The data -
+--

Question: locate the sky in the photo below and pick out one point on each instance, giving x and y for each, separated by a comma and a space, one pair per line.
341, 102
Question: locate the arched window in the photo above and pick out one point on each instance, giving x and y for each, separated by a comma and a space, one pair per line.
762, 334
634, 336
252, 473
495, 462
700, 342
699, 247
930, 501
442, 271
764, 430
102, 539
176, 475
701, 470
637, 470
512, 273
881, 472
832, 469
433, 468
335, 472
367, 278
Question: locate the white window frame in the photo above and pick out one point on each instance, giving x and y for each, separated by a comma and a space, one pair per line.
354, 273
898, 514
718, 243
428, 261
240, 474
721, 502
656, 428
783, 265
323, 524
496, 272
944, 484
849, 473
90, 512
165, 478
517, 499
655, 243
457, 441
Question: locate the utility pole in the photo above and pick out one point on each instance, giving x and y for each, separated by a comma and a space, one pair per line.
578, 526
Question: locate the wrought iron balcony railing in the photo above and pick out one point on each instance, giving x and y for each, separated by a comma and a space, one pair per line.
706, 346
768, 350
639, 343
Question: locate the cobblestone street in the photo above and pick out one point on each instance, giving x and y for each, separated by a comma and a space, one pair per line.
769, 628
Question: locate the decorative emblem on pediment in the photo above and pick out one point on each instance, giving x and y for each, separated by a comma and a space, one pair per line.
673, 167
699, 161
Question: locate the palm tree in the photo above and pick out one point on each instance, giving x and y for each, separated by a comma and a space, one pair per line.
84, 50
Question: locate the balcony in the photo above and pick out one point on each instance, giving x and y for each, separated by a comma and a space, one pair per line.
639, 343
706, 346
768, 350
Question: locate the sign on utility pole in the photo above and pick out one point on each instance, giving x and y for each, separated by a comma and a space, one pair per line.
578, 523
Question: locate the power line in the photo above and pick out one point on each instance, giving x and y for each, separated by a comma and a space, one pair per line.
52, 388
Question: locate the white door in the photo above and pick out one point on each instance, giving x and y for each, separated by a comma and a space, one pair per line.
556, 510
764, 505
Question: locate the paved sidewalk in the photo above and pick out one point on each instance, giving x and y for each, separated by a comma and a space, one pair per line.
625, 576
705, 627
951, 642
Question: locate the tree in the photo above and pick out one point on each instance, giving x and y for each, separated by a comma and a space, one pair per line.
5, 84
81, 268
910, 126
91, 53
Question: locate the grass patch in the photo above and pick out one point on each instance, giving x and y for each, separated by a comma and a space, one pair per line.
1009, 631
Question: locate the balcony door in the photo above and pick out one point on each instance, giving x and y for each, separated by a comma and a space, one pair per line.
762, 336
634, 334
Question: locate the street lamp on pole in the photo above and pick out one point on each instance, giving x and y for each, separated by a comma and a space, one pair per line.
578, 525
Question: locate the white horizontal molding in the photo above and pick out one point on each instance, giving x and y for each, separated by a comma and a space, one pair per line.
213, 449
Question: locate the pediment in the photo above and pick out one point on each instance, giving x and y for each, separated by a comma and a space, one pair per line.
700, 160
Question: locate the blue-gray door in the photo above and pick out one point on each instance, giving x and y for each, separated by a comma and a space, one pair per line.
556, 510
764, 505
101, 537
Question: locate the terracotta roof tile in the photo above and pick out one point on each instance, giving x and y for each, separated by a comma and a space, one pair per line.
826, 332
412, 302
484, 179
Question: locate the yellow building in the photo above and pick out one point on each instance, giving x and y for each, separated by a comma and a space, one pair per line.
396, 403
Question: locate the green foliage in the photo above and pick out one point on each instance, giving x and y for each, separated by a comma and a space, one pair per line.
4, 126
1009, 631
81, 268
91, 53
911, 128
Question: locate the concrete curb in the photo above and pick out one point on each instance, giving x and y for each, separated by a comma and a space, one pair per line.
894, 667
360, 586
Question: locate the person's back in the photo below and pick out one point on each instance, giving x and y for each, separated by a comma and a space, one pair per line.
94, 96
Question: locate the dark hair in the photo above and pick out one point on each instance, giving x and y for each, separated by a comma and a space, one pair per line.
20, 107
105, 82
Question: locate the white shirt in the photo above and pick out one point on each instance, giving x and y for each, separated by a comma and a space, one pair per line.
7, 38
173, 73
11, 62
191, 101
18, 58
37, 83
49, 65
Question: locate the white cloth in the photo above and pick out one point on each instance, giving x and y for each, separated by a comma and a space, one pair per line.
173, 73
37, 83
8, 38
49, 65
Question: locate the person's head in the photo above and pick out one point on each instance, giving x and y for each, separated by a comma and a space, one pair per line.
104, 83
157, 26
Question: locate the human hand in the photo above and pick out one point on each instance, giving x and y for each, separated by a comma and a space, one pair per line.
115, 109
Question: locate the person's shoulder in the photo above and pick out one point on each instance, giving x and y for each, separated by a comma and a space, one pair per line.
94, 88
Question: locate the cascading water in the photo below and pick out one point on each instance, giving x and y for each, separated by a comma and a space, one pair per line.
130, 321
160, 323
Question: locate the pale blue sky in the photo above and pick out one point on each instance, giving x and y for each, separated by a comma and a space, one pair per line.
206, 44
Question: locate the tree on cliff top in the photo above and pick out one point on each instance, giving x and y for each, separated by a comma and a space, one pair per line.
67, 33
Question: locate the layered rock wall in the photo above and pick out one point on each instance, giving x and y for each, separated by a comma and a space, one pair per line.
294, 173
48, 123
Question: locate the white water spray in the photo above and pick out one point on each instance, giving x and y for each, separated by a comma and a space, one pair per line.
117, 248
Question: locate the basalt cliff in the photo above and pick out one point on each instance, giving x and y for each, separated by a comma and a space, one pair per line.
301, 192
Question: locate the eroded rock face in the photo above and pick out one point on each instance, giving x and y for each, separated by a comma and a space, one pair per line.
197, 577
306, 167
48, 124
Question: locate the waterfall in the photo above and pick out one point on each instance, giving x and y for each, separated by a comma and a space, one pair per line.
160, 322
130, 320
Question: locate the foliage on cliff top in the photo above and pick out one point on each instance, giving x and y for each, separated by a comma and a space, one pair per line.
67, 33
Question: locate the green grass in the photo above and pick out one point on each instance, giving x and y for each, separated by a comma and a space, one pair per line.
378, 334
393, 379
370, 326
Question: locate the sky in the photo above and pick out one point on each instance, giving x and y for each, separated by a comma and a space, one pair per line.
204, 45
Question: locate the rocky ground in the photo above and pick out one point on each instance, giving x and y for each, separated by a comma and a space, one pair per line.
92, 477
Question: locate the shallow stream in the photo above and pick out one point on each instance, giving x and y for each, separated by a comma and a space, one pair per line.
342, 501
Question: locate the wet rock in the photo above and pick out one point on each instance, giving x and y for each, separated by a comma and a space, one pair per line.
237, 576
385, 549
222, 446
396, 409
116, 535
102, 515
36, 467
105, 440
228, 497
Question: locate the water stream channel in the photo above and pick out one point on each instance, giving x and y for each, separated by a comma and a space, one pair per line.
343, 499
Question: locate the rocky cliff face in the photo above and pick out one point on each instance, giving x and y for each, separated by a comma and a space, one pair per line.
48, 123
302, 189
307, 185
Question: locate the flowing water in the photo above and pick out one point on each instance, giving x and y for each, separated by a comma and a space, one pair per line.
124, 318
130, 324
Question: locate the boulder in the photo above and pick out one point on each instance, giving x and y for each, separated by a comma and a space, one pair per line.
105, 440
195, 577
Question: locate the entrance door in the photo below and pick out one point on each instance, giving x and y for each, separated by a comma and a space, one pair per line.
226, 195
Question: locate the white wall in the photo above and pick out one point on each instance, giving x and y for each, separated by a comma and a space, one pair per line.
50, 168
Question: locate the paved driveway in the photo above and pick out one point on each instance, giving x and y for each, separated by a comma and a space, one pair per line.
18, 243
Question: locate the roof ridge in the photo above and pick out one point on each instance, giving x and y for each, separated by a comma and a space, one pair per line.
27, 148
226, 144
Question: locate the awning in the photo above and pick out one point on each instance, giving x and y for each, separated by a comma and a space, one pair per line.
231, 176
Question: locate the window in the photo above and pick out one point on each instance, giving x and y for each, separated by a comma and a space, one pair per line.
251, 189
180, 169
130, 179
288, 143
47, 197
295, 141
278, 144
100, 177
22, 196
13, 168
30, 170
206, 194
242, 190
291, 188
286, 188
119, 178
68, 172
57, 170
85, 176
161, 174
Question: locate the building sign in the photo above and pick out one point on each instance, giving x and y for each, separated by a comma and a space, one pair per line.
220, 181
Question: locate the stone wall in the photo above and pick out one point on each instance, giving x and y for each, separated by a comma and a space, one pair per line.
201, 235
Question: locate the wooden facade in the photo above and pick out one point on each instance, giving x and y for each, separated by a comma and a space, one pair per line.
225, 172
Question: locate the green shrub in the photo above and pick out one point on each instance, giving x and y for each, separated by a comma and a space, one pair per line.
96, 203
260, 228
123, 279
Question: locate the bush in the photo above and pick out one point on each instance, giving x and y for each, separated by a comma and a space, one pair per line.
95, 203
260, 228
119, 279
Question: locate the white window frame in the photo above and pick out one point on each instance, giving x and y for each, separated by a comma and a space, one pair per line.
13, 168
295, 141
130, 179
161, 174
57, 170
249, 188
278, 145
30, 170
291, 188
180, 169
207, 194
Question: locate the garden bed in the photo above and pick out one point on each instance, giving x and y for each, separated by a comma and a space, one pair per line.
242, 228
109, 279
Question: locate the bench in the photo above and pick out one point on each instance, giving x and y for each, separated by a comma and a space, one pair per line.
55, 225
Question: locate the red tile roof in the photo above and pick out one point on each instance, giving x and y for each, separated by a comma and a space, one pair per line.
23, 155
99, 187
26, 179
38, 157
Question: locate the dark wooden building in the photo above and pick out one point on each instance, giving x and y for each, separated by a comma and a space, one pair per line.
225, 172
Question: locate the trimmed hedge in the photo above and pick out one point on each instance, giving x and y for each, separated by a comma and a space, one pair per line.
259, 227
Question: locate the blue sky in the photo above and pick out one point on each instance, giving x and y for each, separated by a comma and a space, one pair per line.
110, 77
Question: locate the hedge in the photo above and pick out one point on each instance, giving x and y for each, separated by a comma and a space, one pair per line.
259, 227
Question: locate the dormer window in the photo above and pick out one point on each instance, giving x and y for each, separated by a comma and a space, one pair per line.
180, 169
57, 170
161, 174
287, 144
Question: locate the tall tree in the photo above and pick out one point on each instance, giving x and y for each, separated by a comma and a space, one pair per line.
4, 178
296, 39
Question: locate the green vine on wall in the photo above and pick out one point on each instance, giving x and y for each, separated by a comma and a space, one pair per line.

+--

Exercise brief -
Only the lines from the one containing "Question: locate the red" to the end of the data should be printed, exactly as they stand.

Result for this exercise -
Question: locate the red tile roof in the photo above and pick out one point on each instance, giving x and y for each, separated by a comma and a space, one pair per line.
23, 155
99, 187
26, 179
38, 157
Question: locate the dark wooden building in the photo above and pick out one point on each instance, giving x and y for each, separated by a comma and a space, one pair per line.
225, 172
Question: locate the trimmed hedge in the photo above and pick out one point on each instance, giving x and y for each, separated by a comma and a space, one pair per line.
259, 227
Question: locate the blue sky in the photo above and pick out one point on each instance, giving x and y for each, separated by a comma and a space, one pair per line.
110, 77
Question: locate the hedge in the photo above and pick out one point on each instance, giving x and y for each, separated by a comma and a space, one pair per line.
259, 227
Question: locate the dormer window in the photo above and pick out one point on each instance, giving x and y for each, separated by a comma and a space, one pair per line.
180, 169
57, 170
161, 174
287, 144
Question: locate the tall tree in the photo above and pick out one point on each instance, giving x and y for each, separated by a comma and a space, one pair per line.
4, 178
296, 39
Question: locate the green vine on wall in the photo above and pick out one point on each instance, giving x and y for each, separated by a comma and a space, one pair per line.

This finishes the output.